# start of SUPPLIED RECORDS

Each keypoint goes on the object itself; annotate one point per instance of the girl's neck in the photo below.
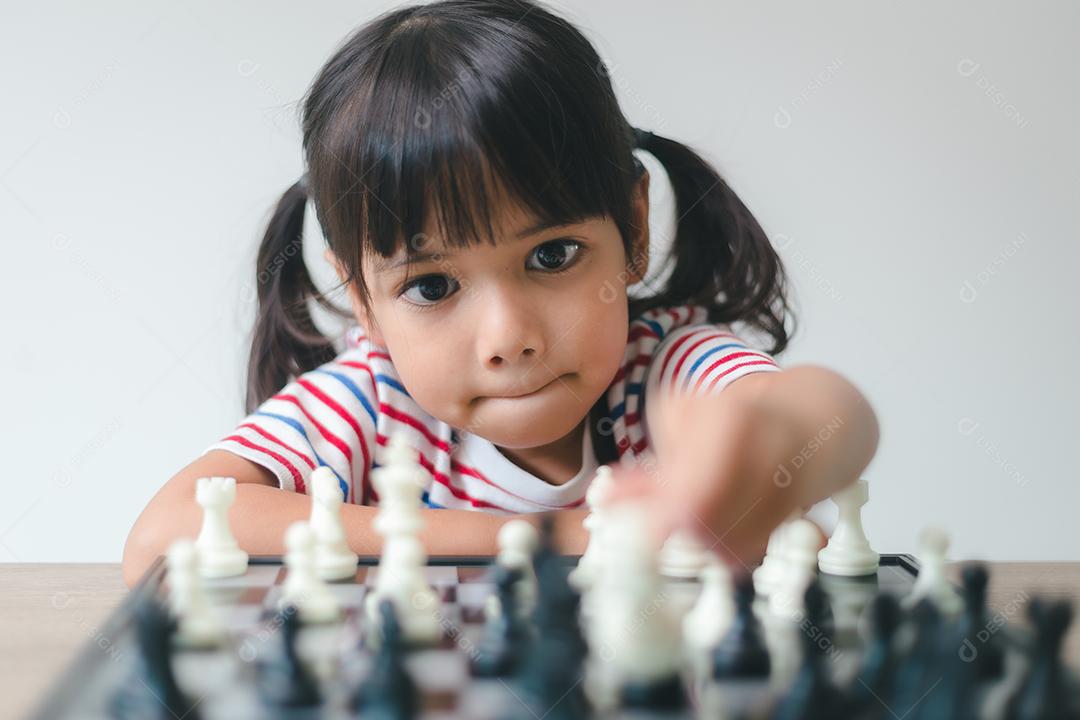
(554, 463)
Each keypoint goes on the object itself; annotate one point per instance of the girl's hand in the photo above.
(720, 472)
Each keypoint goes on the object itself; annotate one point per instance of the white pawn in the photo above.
(683, 555)
(219, 556)
(849, 552)
(517, 542)
(634, 629)
(712, 614)
(302, 588)
(401, 579)
(931, 581)
(597, 498)
(334, 560)
(197, 626)
(801, 540)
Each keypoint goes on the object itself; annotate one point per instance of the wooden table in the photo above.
(49, 611)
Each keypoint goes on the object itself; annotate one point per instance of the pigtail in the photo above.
(285, 341)
(723, 259)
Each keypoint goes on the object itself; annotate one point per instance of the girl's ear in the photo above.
(637, 265)
(359, 311)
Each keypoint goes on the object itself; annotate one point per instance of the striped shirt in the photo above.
(341, 415)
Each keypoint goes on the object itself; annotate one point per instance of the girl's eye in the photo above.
(554, 257)
(428, 290)
(557, 255)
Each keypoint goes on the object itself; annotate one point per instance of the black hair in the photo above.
(453, 107)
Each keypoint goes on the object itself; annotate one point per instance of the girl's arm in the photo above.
(262, 512)
(733, 464)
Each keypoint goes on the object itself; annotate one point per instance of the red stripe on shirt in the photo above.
(732, 369)
(273, 438)
(297, 478)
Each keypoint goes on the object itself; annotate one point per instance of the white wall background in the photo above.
(917, 164)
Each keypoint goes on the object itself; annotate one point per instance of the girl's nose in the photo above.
(510, 334)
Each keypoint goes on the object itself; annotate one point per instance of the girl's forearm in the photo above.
(260, 514)
(834, 431)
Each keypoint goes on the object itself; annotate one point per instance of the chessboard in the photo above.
(232, 680)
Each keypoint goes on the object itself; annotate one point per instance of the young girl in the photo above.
(475, 180)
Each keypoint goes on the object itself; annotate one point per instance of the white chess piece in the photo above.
(801, 540)
(712, 614)
(517, 542)
(849, 552)
(401, 579)
(634, 630)
(219, 556)
(596, 498)
(401, 575)
(931, 581)
(304, 589)
(334, 560)
(770, 573)
(198, 625)
(683, 555)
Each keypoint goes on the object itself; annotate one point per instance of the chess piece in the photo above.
(596, 498)
(646, 659)
(401, 579)
(198, 626)
(401, 575)
(875, 675)
(1043, 694)
(986, 651)
(849, 552)
(801, 540)
(304, 588)
(683, 555)
(713, 612)
(770, 573)
(282, 679)
(517, 541)
(334, 560)
(811, 695)
(931, 581)
(219, 556)
(152, 693)
(389, 692)
(504, 634)
(742, 653)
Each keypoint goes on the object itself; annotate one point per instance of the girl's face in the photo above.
(513, 342)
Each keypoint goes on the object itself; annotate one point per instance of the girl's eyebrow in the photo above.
(385, 265)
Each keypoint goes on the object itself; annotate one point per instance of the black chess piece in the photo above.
(152, 693)
(877, 666)
(551, 671)
(981, 646)
(504, 635)
(742, 652)
(812, 694)
(1042, 694)
(282, 678)
(389, 691)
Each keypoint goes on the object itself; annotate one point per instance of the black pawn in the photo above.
(551, 671)
(501, 647)
(153, 692)
(980, 644)
(877, 667)
(812, 694)
(1042, 693)
(389, 692)
(283, 680)
(742, 652)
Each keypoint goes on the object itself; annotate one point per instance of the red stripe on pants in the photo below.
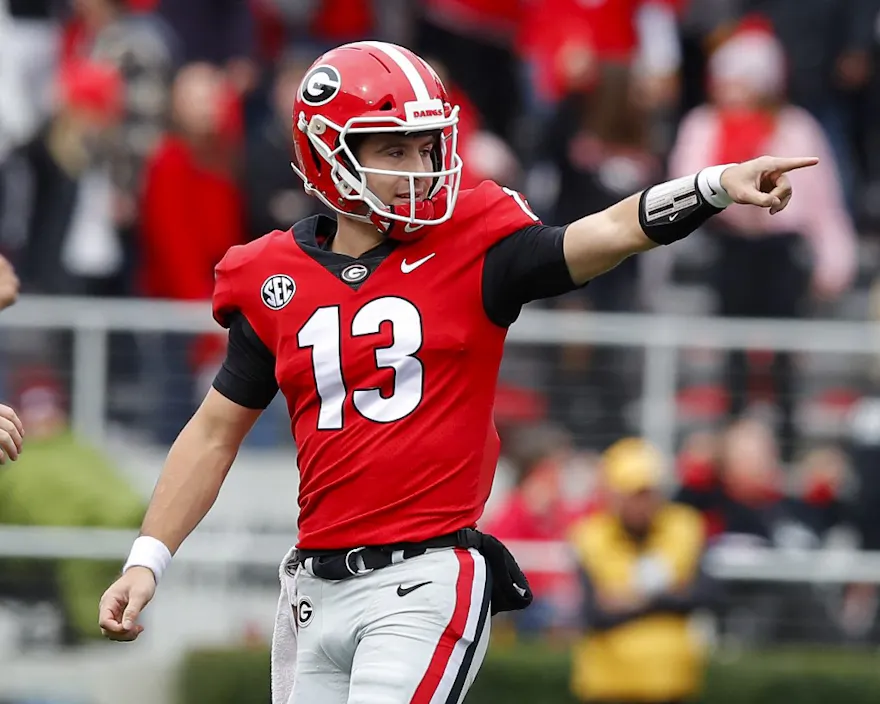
(453, 632)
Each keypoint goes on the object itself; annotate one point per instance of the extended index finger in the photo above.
(783, 164)
(7, 412)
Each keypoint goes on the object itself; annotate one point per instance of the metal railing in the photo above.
(662, 337)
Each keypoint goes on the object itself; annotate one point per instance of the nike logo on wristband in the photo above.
(403, 591)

# end of SUPPLIED RECORDS

§ **PROBLEM TO SOLVE**: Go back to the records above and write them out exactly, without the pictures.

§ **EXERCISE ANSWER**:
Each keypoint goes on the object itself; annotate one point per instance of the girl's neck in the photo below.
(554, 463)
Each keypoint goes on the object itself; annotate one point per instance of the girl's hand in the photo above.
(720, 472)
Each keypoint goes on the object itself; annotate one point per instance of the white pawn in the photo above.
(683, 555)
(219, 556)
(849, 552)
(517, 542)
(634, 629)
(712, 614)
(302, 588)
(401, 579)
(931, 581)
(597, 498)
(334, 560)
(197, 626)
(801, 540)
Each keypoint goes on the object itself; annotate one point per instance of the wooden table in the photo above.
(49, 611)
Each keypoint goes on the object itself; annotate one point per instance of the pigtail in the photo above.
(285, 341)
(723, 259)
Each keypoint goes on the object itself; annotate one point per instance of the girl's ear in the photo above.
(637, 265)
(359, 311)
Each keypoint goes on the object itself; annotate one point per instance of the striped shirt in the photo above.
(341, 415)
Each keypoint goes on the object itself; annotate one point per instance of the girl's eye in the photo above.
(554, 257)
(428, 290)
(557, 255)
Each keypoint goes on the object itself; annotate one point per instance of the black hair in the photo above.
(453, 107)
Each keypoint goes on the object itself; annotate one point per instance of the girl's arm in the photo above.
(262, 512)
(733, 464)
Each keypoint goes on the object itself; annotate one point per instance of the red stripe on shirt in the photo above.
(732, 369)
(273, 438)
(297, 478)
Each keypoint goes on the object itself; annotate one point per instance of the white wall background in the photo above.
(917, 164)
Each keypoint goes on the object itself; annotate one point per instance of the girl's nose in the photo above.
(510, 334)
Each keypoint goes on the object itself; annotate one point per instance of the girl's forearm in the photo above.
(260, 514)
(834, 431)
Each keypoint goes on the object itself; annotate one point per instance of the chessboard in the photo above.
(232, 680)
Each keypoint goes on the object itself; annotate one point per instance of the young girl in the photo above.
(475, 180)
Each keypoint goes on the object itself; annotate one point per instance of the white chess piece in the photo above.
(801, 540)
(712, 614)
(517, 542)
(849, 552)
(401, 579)
(634, 630)
(219, 556)
(596, 498)
(401, 575)
(931, 581)
(304, 589)
(334, 560)
(770, 573)
(198, 625)
(683, 555)
Each keypoint goes on the object itself; annotate one point per instance of the chess piece in the photo above.
(596, 498)
(646, 659)
(401, 579)
(198, 626)
(401, 575)
(875, 675)
(1043, 694)
(986, 651)
(849, 552)
(801, 540)
(304, 588)
(683, 555)
(713, 612)
(770, 573)
(282, 679)
(517, 541)
(334, 560)
(811, 695)
(931, 581)
(219, 556)
(152, 693)
(389, 692)
(504, 634)
(742, 653)
Each keypoint goes on the object itself; annotate one point per instance of the girl's face in the photo above.
(513, 342)
Each keypoint goes on the object itself; annotate one point per instance of the girl's eyebrow in the photo above.
(385, 265)
Each keypoint goes on the object itself; annotate one point per instance of the black chess piece in the photo above.
(152, 693)
(877, 666)
(551, 671)
(981, 646)
(504, 635)
(742, 652)
(812, 694)
(1042, 694)
(282, 678)
(389, 691)
Each keypoint goes on the object itself; annotate one point per instance of the black pawn in the photo above.
(551, 671)
(501, 647)
(153, 692)
(980, 644)
(877, 667)
(812, 694)
(1042, 693)
(389, 692)
(283, 680)
(742, 652)
Each keypoint goes on the object itself; annotate one point per instance of the red stripe on pants in the photo below.
(453, 632)
Each keypoint goes on the object itself; annotate one point per instance of the extended index finger in the photo above.
(783, 164)
(7, 412)
Each keypoint goes on the object itself; annotate one point per instance of the metal railing in the photo above.
(662, 337)
Each keypoint goes on the object itself; annotate one point per instance of the nike logo on wristband in the photo above.
(403, 591)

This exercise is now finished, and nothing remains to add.